EXERCISE REQUIREMENTS.
1 – Reproduce the part of the text about bad days that opens with the words containing "The Bible tells us that" and closes with "great big smile.".
2 – List every sentence in the text about bad days that begins with the word "How".

SELECTED EXTRACT.
****************

The Bible tells us that these bad days are tests from God. He’s trying to see if we will rely on Him instead of on ourselves.
There’s even a verse that says we should count these trails as “pure joy” because the testing of our faith brings about perseverance – which helps us mature in our faith. One version even says to “consider it a sheer gift.”
I’m not going to sugarcoat this and tell you that’s how I feel every time I have a bad day. I go through plenty of “why me?” whines.
It’s hard to look a bad day in the face and say, “Thanks , God! What a gift!” I don’t think anybody can honestly say that they welcome a bad day with open arms and a great big smile.
It’s easier to sit on the edge of the tub and cry and think about how miserable you are. How you’ve been wronged. How you’ve been unappreciated. How the weight of the world has become too much for today.
But being grateful for each day – regardless of what kind of day it is – is exactly what the Bible tells us we’re supposed to do.
So I’m grateful for my job because it doesn’t allow me to dwell on the dirty blue funk. It forces me to adopt that attitude of gratitude.
And I’m grateful that God gives me a new day each morning to start over. We can’t always control whether or not we have a bad day. But we can control how we respond to it.

****************

ENTRIES PROVIDED.
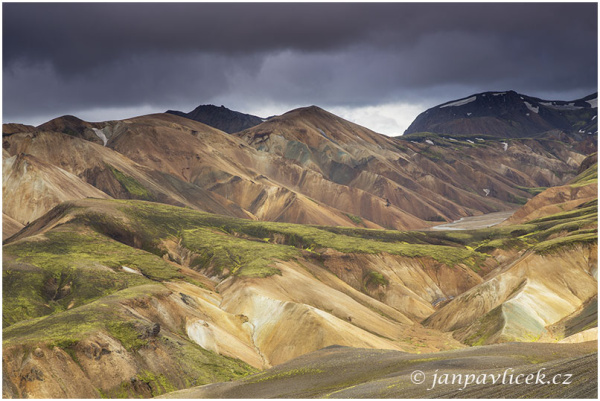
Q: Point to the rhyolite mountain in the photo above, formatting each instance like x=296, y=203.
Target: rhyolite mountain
x=509, y=115
x=221, y=118
x=306, y=166
x=156, y=253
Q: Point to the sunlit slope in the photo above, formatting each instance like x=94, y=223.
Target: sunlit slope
x=136, y=277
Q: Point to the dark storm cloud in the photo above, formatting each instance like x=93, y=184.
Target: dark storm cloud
x=64, y=58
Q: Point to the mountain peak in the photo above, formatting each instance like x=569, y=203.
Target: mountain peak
x=508, y=114
x=220, y=117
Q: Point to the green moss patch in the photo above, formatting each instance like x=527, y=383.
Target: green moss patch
x=66, y=269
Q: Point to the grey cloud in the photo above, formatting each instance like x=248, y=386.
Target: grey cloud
x=67, y=57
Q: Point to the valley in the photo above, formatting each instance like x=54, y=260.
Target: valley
x=299, y=256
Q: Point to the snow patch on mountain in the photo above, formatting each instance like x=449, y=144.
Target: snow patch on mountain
x=593, y=103
x=460, y=102
x=568, y=106
x=531, y=107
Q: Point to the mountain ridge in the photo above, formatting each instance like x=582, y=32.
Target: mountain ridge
x=221, y=118
x=509, y=114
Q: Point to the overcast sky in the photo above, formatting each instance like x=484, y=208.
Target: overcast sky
x=379, y=65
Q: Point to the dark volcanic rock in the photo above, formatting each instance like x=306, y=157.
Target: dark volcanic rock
x=509, y=115
x=221, y=118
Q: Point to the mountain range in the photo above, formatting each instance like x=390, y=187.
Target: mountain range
x=160, y=253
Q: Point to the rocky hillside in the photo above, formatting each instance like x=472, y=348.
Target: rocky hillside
x=157, y=253
x=510, y=115
x=340, y=372
x=146, y=283
x=221, y=118
x=307, y=166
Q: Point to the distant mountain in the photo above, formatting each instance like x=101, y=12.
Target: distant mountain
x=221, y=118
x=509, y=115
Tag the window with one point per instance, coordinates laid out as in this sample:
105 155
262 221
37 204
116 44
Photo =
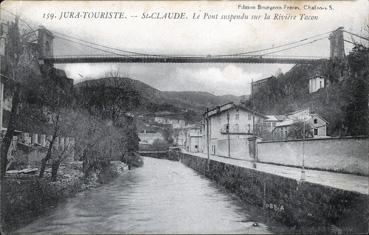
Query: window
47 46
236 128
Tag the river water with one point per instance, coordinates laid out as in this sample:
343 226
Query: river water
161 197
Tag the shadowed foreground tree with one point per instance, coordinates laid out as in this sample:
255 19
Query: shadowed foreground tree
21 74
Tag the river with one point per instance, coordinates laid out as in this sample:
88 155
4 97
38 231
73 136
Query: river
161 197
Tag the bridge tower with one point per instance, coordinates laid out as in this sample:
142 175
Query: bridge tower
337 47
45 43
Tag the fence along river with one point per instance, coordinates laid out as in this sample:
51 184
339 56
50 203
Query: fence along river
161 197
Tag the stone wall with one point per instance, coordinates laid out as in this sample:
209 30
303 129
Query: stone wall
307 207
239 148
347 155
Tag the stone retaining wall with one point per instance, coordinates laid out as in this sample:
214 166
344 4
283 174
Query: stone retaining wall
346 155
309 208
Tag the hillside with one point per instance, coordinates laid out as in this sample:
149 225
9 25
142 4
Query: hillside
130 95
343 101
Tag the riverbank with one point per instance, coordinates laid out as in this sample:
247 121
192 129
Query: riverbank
303 206
26 197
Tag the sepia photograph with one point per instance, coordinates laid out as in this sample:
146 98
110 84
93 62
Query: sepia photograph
184 117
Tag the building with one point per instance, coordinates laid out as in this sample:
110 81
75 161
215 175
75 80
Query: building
148 137
193 139
315 126
179 137
229 127
316 83
255 86
176 123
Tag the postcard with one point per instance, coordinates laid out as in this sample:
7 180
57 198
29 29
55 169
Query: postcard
190 117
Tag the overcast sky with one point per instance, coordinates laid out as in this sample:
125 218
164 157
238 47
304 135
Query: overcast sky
190 37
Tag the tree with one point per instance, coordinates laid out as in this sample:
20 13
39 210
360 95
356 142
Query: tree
296 131
356 92
20 70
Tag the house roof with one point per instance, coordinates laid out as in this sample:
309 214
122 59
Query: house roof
317 115
228 106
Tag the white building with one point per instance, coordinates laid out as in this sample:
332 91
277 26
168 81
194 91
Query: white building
315 123
315 83
176 123
194 140
149 137
229 127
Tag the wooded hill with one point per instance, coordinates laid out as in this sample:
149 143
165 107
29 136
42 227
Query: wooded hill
128 95
343 101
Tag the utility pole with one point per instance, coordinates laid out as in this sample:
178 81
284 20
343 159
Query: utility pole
228 136
207 135
253 125
303 153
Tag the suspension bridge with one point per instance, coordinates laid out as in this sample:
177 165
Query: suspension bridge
46 40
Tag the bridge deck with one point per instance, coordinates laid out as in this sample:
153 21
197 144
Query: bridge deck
180 59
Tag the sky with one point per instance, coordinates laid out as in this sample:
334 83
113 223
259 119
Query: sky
191 36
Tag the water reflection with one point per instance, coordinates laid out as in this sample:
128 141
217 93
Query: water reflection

****************

EXPECTED OUTPUTS.
1 –
The Bible tells us that these bad days are tests from God. He’s trying to see if we will rely on Him instead of on ourselves.
There’s even a verse that says we should count these trails as “pure joy” because the testing of our faith brings about perseverance – which helps us mature in our faith. One version even says to “consider it a sheer gift.”
I’m not going to sugarcoat this and tell you that’s how I feel every time I have a bad day. I go through plenty of “why me?” whines.
It’s hard to look a bad day in the face and say, “Thanks , God! What a gift!” I don’t think anybody can honestly say that they welcome a bad day with open arms and a great big smile.

2 –
How you’ve been wronged.
How you’ve been unappreciated.
How the weight of the world has become too much for today.